**Selected passage**:
+ + + + + + +

[sci.lang] Better Speech.

lee@uhccux.uhcc.hawaii.edu (Greg Lee) (01/20/89)

[How to get better sounding speech on the Amiga ...]

FM synthesis.  That's the way to go.  Here's the reasoning:

(1) In FM music synthesis, real instruments are mimicked in a way
that is very economical so far as the parameter data that has
to be stored or transferred goes.  The trick is not to try to
reproduce the wave form of the real instrument, nor to try
to reproduce the steady-state frequency spectrum, but to
reproduce the rapid changes in harmonic complexity (among other
aspects of the note envelope).  Why does this work?  It must
be that human perception of instrumental sounds in fact has
more to do with transitions than with steady states or
frequency spectra per se.

(2) There is some reason to think that in another area of
perception we really perceive changes in frequency spectrum
rather than spectra.  That is color perception.  Some
may recall Land's dramatic experiment reported in S. American
a few years ago.  He projected a picture in two frequencies
of red light of a *natural* scene photographed through
two corresponding red filters.  People saw it in full color.
Why does this work?  Color perception must concern the edges
in a scene between different spectra.

(3) Back to speech.  Conventional speech synthesis that is
not based on sampled speech works by reproducing the steady
state frequency spectra of vowels -- the formant structure --
in human speech, then stitching various vowel sounds together
with appropriate formant transitions, a little noise, etc.
If this corresponds to the way humans perceive speech, we
must have to change gears, so to speak, when we have been
listening to a man speak and we begin listening to a woman
or a child.  This is because the spectra of vowel sounds
are quite different due to differing sizes of the oral cavities
that produce the formants.  So, there should be a certain
adaptation time in these circumstances that we could measure.
In the book Three Experiments in Phonetics, Peter Ladefoged
reports the results of an attempt to measure this adaptation
time.  Guess what he found.  I'll tell you -- zero.  Maybe
there's no adaptation time because there's no adaptation
involved in the first place. (Ladefoged does not draw this
conclusion, however.)

(4) So far as I know, FM speech synthesis has never been tried.
The upside of trying it is that you'd be breaking new
theoretical ground if you could get it to work.  I can think
of a couple of downsides.  One is that it cannot work -- the
above reasoning is all a priori, and may be wrong at that.
Another is that there is probably no practical way to do it
a step at a time.  You couldn't expect to get recognizable
speech until you got fairly close to the "right" parameter
values for a considerable stretch of speech, judging by the
analogy to Land's experiment, because there the effect of
color perception appears only for natural scenes.  And I
don't think you could find appropriate measurements of
human speech reported in the journal literature.  It would
be cut and try.

		Greg, lee@uhccux.uhcc.hawaii.edu

+ + + + + + +

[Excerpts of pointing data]

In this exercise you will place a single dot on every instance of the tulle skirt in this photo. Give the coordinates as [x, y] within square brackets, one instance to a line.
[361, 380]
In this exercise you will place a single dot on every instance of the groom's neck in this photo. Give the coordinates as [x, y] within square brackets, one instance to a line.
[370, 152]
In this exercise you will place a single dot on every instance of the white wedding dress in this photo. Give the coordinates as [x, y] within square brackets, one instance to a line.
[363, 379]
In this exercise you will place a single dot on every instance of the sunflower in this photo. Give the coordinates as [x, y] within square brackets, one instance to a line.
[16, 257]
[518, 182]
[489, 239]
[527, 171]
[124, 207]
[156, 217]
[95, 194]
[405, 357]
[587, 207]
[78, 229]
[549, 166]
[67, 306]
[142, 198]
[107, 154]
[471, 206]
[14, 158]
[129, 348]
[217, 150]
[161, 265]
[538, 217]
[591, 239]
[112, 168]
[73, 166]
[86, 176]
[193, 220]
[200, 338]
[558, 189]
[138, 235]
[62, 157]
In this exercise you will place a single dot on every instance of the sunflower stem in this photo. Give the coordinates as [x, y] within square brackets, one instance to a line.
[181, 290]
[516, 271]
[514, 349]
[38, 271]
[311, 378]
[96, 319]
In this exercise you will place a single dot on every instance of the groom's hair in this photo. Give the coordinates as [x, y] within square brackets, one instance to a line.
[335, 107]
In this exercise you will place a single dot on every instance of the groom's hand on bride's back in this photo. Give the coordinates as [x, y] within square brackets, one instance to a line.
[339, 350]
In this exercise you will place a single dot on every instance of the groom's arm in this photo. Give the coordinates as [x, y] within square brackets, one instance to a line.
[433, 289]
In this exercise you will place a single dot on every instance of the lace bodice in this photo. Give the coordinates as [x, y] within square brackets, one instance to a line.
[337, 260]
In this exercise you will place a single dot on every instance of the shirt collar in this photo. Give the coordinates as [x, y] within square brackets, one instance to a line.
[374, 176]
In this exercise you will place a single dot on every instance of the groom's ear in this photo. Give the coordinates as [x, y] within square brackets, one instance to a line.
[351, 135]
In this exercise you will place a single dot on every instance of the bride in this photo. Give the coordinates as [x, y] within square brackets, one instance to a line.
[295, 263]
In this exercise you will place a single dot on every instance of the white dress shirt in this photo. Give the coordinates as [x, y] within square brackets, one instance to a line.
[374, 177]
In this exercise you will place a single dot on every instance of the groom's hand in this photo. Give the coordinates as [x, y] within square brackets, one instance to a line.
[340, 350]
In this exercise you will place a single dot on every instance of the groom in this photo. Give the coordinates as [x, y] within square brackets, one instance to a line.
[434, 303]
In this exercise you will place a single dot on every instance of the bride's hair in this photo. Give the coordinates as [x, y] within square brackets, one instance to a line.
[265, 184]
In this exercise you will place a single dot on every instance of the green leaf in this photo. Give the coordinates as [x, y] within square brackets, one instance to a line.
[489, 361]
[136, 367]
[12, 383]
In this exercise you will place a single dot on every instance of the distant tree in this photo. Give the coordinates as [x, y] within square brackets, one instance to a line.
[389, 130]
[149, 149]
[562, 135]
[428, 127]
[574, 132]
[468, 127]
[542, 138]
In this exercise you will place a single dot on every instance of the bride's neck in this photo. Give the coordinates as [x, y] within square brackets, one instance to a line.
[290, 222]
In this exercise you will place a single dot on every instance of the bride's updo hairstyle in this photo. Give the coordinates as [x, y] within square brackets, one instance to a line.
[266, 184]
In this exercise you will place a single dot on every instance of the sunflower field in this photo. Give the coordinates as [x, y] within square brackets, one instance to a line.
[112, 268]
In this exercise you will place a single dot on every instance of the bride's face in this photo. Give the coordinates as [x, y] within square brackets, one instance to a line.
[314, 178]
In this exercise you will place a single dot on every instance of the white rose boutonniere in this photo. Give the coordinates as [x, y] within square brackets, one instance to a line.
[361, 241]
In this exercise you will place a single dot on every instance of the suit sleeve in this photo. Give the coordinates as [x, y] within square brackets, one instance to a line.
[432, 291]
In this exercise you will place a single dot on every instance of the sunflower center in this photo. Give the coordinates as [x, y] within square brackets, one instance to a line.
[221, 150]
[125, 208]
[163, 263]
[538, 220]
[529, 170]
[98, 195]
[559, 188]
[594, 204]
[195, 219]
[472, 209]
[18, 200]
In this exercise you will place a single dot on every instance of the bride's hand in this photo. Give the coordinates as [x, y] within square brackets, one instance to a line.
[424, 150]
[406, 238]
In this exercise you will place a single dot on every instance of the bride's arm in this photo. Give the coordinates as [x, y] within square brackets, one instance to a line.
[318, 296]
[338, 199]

+ + + + + + +

**Written tasks**:
**A)** Repeat the part of the Better Speech post starting at "(1) In FM music" and ending at "spectra per se.".
**B)** In the Better Speech post, what adaptation time did Peter Ladefoged find when he tried to measure it?
**C)** Can you sum up the Better Speech post in two sentences?
You won't need the records for any of this.

**Solved problems**:
**A)**
(1) In FM music synthesis, real instruments are mimicked in a way
that is very economical so far as the parameter data that has
to be stored or transferred goes.  The trick is not to try to
reproduce the wave form of the real instrument, nor to try
to reproduce the steady-state frequency spectrum, but to
reproduce the rapid changes in harmonic complexity (among other
aspects of the note envelope).  Why does this work?  It must
be that human perception of instrumental sounds in fact has
more to do with transitions than with steady states or
frequency spectra per se.

**B)** Zero.

**C)** The post argues that FM synthesis is the way to get better sounding speech on the Amiga, citing FM music synthesis, Land's color experiment, and Ladefoged's finding of zero adaptation time to suggest that perception depends more on transitions than on steady-state spectra. As far as the author knows, FM speech synthesis has never been tried, and trying it could break new theoretical ground, but the reasoning may be wrong and finding the right parameters would be cut and try.